EXCERPTED RECORDS >>
== Segment start ==

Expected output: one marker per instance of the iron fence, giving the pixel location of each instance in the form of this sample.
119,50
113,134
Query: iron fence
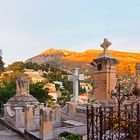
109,123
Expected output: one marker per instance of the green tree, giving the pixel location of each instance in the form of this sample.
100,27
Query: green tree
1,65
7,91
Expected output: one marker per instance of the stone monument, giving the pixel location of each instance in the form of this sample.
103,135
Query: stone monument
22,97
75,77
104,74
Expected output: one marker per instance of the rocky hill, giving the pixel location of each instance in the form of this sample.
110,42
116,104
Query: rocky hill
69,60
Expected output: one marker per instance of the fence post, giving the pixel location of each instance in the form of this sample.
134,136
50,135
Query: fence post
101,122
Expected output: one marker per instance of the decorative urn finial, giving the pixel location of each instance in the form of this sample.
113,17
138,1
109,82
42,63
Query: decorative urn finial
105,45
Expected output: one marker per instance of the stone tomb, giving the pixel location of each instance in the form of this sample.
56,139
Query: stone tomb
22,96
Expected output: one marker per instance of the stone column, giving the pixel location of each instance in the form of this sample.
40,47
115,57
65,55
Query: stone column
19,121
5,110
75,77
29,117
45,124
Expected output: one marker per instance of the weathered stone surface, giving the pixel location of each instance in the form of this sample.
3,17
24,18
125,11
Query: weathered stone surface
6,134
22,97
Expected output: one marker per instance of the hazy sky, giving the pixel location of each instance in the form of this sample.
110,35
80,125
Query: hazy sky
28,27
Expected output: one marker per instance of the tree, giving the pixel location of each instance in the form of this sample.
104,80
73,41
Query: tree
7,91
1,64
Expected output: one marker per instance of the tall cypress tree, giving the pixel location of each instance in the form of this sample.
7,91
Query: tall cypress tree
1,63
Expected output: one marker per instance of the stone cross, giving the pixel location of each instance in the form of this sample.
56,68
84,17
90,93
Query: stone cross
22,85
105,45
75,77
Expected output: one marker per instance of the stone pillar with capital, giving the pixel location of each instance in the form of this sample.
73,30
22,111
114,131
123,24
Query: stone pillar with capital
75,77
46,125
29,117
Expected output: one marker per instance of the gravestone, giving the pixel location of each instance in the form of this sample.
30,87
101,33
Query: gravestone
75,77
104,74
22,97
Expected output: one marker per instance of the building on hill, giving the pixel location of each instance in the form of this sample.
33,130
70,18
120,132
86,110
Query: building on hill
36,76
52,91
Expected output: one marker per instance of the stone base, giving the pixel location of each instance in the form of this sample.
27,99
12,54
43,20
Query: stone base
22,101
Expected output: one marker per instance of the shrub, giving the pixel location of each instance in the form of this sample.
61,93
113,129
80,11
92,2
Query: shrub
70,136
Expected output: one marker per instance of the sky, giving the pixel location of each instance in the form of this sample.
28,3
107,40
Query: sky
28,27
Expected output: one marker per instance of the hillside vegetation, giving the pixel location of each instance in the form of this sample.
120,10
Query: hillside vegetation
69,60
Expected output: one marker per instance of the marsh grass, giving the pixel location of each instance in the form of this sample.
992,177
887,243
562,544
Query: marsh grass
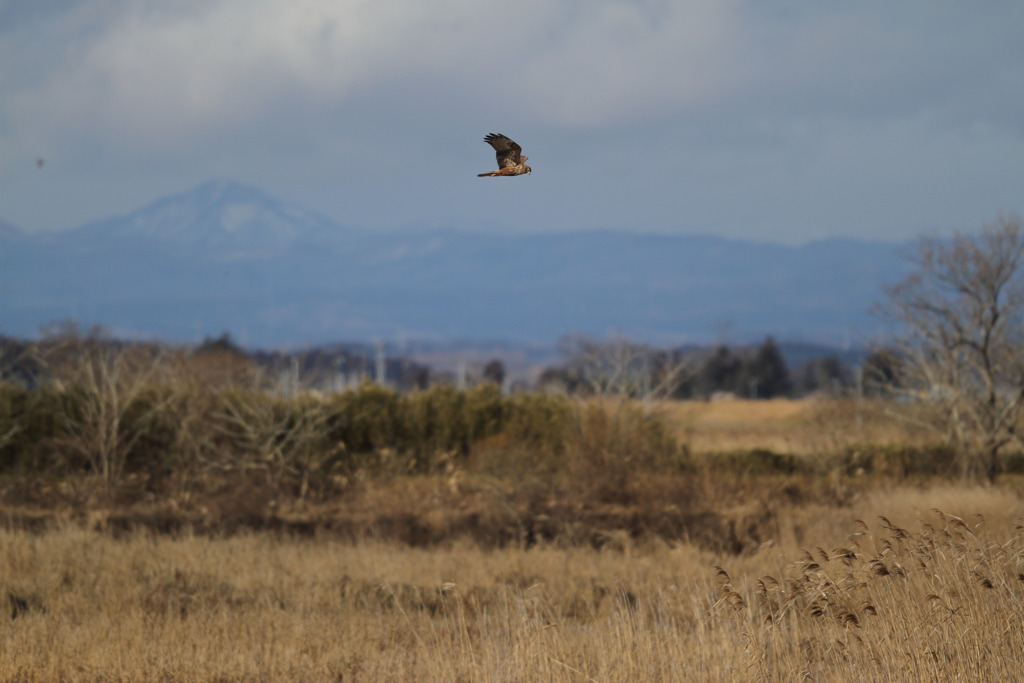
888,589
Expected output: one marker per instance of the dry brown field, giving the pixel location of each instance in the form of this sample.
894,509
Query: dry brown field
824,578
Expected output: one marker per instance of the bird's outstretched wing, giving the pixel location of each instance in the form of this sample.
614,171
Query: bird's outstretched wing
508,153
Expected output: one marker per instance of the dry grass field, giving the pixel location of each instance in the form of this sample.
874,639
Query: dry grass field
921,595
799,427
601,570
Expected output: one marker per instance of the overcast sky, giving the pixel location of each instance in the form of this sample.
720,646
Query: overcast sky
777,121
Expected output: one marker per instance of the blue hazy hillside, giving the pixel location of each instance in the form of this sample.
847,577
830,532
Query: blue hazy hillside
228,257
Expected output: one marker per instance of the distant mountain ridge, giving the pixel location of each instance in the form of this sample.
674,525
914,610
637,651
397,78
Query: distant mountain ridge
229,257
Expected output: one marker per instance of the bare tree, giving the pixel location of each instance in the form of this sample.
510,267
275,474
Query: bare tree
623,368
111,397
962,348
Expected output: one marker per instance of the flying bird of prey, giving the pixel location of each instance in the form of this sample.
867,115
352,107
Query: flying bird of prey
510,159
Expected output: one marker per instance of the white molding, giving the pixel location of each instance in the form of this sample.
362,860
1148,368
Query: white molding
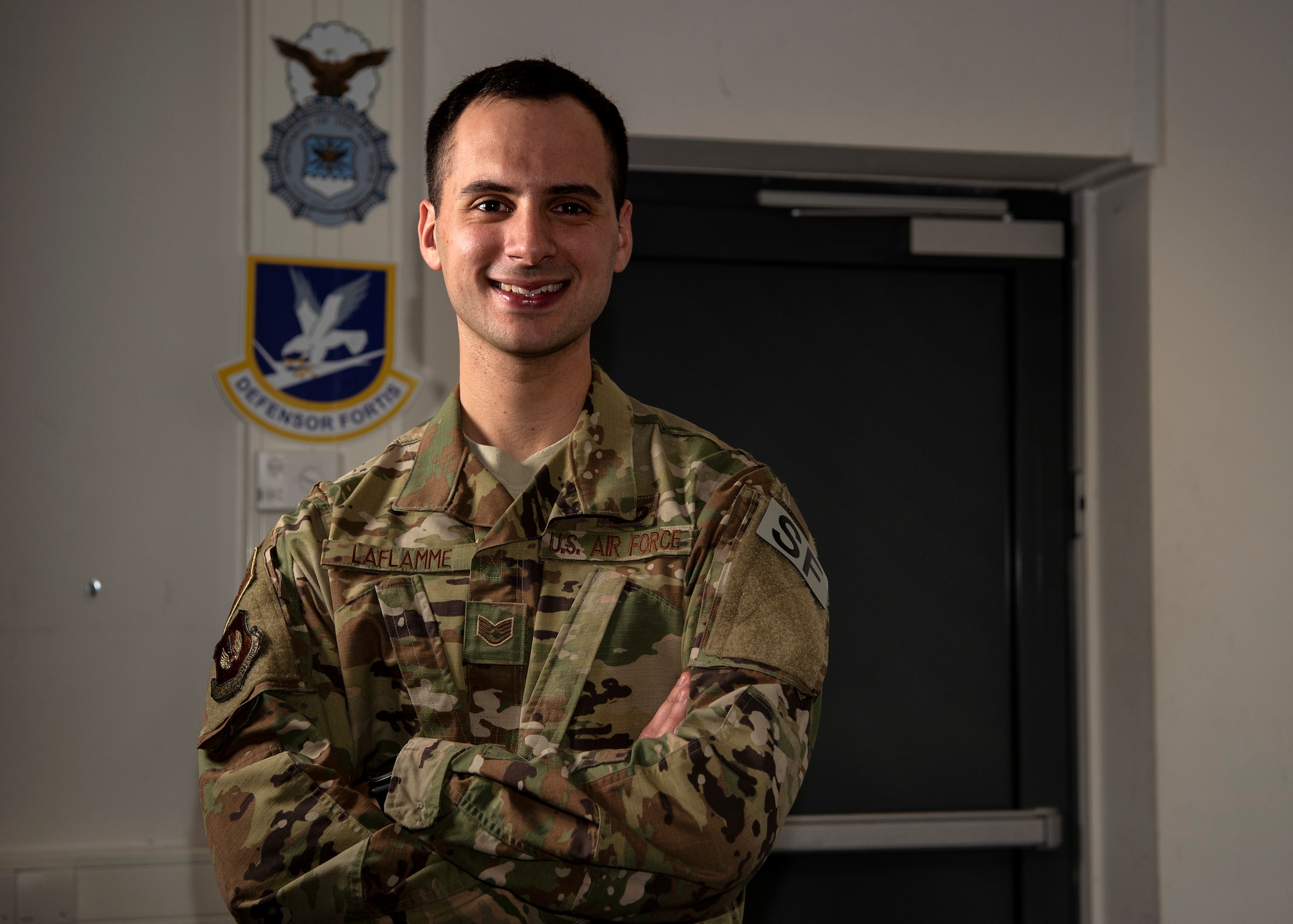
1113,558
133,854
143,884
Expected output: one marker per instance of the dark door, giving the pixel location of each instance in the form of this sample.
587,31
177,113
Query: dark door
917,407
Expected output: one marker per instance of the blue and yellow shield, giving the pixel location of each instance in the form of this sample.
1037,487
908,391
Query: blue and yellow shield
320,342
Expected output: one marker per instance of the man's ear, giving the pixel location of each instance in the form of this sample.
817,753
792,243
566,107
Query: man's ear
625,236
427,235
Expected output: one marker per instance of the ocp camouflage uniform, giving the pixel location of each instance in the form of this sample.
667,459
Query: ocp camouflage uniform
505,655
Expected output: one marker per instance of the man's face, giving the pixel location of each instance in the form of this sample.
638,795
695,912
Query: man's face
527,232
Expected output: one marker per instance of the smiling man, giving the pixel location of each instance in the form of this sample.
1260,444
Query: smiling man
554,655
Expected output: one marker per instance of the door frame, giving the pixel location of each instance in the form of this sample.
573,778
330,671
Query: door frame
1111,574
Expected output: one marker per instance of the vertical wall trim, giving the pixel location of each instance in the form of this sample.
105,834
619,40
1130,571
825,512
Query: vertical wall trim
1115,554
1146,82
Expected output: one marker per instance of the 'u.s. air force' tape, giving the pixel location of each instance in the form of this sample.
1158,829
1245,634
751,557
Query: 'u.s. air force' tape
782,532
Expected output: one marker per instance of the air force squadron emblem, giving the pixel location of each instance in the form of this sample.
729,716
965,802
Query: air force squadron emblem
326,160
320,345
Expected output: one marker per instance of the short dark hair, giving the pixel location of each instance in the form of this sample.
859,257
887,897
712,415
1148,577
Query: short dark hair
526,80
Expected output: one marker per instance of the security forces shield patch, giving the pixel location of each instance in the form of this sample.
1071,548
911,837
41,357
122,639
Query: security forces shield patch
319,350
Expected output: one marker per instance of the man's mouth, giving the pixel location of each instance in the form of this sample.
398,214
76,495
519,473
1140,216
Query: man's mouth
529,293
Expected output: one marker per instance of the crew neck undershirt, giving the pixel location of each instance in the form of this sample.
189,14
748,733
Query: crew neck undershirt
514,475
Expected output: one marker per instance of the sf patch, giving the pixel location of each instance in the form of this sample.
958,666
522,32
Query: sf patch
235,654
779,530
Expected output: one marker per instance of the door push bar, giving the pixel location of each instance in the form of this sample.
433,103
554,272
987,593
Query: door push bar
1040,828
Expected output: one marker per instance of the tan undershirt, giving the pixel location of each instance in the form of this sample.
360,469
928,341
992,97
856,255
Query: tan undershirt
514,475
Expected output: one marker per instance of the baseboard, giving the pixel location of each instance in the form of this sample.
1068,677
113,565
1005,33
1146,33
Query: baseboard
109,884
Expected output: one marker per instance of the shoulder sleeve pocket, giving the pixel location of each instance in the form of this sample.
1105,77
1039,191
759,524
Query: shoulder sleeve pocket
254,654
769,611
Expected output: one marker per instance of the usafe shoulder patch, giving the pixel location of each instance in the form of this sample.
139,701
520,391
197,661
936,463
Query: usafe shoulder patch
616,546
780,530
413,559
235,654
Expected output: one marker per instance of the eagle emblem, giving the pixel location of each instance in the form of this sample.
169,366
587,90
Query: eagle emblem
235,654
326,160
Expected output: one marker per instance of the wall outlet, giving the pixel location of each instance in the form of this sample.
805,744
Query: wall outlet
284,478
47,896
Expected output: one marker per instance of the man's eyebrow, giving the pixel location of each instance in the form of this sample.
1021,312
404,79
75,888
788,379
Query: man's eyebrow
486,187
576,189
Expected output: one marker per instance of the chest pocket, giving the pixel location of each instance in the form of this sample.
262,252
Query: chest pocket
551,700
420,641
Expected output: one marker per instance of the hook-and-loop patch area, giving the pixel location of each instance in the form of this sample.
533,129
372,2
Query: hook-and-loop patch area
235,654
780,530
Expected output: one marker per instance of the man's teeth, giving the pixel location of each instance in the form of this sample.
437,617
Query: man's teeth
550,288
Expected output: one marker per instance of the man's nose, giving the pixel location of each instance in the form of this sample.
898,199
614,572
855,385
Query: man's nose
529,236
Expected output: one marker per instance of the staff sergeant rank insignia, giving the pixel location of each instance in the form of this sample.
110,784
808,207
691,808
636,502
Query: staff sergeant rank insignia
326,160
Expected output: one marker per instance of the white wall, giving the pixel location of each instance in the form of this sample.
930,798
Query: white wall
1223,425
122,266
994,76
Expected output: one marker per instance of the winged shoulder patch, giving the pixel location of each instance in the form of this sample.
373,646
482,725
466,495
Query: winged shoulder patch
235,654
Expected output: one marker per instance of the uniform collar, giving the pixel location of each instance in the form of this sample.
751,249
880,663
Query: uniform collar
593,477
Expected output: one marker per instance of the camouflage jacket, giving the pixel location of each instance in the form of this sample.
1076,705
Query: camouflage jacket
502,656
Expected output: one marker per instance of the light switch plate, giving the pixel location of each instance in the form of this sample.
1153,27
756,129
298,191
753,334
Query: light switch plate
47,896
284,478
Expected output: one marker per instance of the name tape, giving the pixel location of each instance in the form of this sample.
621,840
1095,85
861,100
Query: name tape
385,558
779,530
598,546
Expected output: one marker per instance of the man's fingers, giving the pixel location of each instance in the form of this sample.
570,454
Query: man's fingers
672,711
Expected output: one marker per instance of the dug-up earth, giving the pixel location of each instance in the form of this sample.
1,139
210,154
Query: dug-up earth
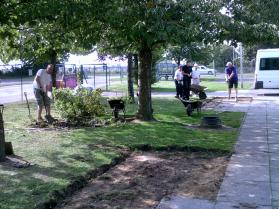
145,178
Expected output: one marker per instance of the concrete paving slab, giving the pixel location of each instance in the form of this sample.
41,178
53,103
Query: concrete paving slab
250,159
254,132
246,172
275,195
247,147
273,139
254,126
273,130
274,160
179,202
274,174
236,205
255,193
246,138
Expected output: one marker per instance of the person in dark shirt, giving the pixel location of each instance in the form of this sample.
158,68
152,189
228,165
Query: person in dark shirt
231,78
187,75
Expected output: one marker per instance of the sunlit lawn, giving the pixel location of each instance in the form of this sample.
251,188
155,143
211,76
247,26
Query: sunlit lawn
60,155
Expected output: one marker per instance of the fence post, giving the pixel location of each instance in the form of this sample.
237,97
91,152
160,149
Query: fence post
106,76
2,135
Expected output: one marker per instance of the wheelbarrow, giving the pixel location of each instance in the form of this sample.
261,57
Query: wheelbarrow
117,105
191,105
198,90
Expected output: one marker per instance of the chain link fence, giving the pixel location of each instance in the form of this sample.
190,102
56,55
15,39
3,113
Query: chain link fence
16,81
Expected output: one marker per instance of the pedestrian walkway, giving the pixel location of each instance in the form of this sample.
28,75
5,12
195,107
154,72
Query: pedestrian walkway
252,177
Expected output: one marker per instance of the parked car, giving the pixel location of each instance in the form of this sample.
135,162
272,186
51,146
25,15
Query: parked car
205,70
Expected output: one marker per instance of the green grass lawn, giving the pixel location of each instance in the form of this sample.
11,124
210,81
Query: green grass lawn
62,155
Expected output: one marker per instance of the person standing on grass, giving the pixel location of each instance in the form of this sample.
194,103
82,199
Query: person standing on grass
232,79
178,78
196,75
40,86
187,75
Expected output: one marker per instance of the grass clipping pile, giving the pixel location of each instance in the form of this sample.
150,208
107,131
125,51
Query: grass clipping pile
146,177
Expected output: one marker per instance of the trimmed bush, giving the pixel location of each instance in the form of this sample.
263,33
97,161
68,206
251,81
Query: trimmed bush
78,106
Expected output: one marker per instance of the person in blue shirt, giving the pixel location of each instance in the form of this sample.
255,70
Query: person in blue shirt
231,78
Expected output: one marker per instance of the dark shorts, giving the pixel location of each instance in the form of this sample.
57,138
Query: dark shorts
41,98
232,83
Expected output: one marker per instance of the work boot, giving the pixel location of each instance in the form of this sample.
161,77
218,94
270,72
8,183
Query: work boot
49,119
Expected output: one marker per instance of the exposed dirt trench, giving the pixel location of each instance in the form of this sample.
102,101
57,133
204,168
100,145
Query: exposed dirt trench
146,177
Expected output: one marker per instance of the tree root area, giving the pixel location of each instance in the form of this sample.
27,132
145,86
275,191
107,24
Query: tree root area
146,177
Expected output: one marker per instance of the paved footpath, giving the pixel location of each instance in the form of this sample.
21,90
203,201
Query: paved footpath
252,177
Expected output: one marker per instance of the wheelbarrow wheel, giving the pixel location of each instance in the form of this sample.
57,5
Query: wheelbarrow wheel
202,95
189,110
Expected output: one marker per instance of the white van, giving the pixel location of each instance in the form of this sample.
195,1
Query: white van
267,69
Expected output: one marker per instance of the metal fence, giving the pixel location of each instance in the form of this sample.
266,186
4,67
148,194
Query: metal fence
15,80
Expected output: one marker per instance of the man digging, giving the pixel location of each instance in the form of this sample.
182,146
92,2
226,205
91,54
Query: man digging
40,86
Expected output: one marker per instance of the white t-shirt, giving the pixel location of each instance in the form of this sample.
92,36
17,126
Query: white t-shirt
45,79
178,74
195,77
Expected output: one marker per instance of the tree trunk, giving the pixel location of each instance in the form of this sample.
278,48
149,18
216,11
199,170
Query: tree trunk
53,58
130,79
2,137
145,111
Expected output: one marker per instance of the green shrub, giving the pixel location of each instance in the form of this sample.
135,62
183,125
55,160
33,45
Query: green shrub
79,106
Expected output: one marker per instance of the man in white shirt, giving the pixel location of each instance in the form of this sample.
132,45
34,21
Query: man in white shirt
195,75
178,79
40,86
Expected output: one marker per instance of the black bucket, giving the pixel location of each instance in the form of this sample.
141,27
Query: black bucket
212,121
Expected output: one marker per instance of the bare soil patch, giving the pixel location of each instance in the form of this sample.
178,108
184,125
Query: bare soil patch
146,177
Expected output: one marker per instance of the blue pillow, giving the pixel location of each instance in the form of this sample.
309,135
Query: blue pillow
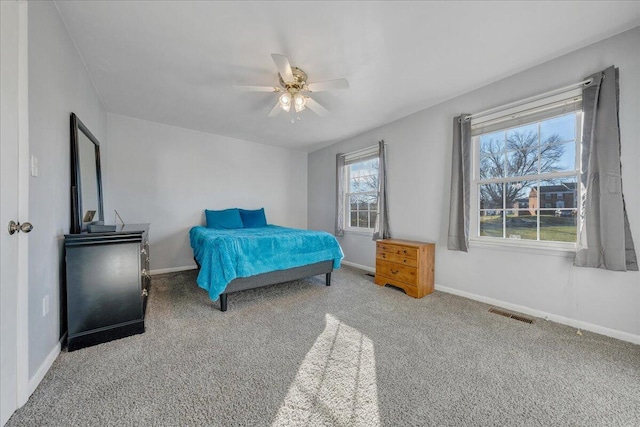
228,218
252,219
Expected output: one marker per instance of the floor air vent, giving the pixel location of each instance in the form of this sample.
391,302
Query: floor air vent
510,315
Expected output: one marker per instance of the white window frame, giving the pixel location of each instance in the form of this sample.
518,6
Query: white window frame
507,115
351,158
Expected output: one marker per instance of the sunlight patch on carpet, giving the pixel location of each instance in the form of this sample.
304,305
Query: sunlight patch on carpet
336,383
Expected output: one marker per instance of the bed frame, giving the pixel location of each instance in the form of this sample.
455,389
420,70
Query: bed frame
273,277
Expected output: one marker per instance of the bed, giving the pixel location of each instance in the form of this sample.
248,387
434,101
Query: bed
232,260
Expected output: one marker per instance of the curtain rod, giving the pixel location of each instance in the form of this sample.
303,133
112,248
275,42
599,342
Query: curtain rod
530,99
362,150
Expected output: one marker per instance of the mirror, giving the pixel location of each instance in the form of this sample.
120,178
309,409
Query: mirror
86,180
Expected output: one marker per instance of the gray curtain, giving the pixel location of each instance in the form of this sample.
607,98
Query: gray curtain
459,205
381,228
340,179
605,237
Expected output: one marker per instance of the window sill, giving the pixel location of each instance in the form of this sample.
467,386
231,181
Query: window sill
566,250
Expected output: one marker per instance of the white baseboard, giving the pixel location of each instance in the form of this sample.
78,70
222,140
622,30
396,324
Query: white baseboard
578,324
42,370
172,269
361,267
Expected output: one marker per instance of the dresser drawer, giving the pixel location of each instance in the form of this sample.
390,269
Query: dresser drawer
395,272
395,257
402,251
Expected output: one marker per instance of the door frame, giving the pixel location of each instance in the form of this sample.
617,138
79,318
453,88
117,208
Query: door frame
18,105
22,347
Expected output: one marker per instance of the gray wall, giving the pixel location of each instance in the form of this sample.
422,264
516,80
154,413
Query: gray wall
419,159
167,176
58,85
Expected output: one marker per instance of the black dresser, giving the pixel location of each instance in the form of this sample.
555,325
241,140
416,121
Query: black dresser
107,284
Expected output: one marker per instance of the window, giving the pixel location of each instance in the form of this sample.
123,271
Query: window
523,156
361,195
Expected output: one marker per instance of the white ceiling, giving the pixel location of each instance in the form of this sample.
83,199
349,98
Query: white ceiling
176,62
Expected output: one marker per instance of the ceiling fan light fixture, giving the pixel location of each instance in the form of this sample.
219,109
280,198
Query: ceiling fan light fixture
285,101
299,100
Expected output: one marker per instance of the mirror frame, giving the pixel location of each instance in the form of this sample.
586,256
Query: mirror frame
76,184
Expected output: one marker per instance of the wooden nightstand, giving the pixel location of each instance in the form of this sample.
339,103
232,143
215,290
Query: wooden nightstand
406,264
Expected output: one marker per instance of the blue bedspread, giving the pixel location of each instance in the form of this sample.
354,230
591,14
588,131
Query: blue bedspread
224,255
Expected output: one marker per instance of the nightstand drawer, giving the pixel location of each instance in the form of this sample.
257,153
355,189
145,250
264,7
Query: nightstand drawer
403,251
393,257
405,274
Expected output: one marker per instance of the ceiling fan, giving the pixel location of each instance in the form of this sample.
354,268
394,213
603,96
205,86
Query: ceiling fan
294,88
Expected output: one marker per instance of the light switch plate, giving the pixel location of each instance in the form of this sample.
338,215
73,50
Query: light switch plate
34,166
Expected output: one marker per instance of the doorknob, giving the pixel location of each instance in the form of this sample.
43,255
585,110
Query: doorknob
16,227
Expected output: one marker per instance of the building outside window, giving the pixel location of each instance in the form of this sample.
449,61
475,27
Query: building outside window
524,156
361,195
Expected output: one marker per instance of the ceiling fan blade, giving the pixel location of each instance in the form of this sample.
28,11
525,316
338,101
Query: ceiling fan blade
315,107
328,85
275,111
284,68
257,88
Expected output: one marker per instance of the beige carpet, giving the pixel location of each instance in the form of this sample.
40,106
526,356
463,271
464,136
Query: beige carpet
350,354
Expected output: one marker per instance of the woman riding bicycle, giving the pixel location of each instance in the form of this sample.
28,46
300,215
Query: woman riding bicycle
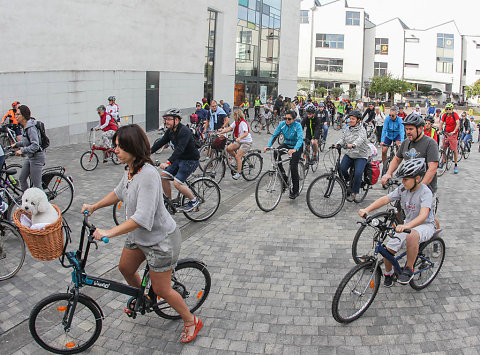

== Segment end ==

TASK >>
If a line of the data includes the word "riding", it counts; give how many lines do, as a bare number.

SOLUTION TO THIS PROBLEM >>
2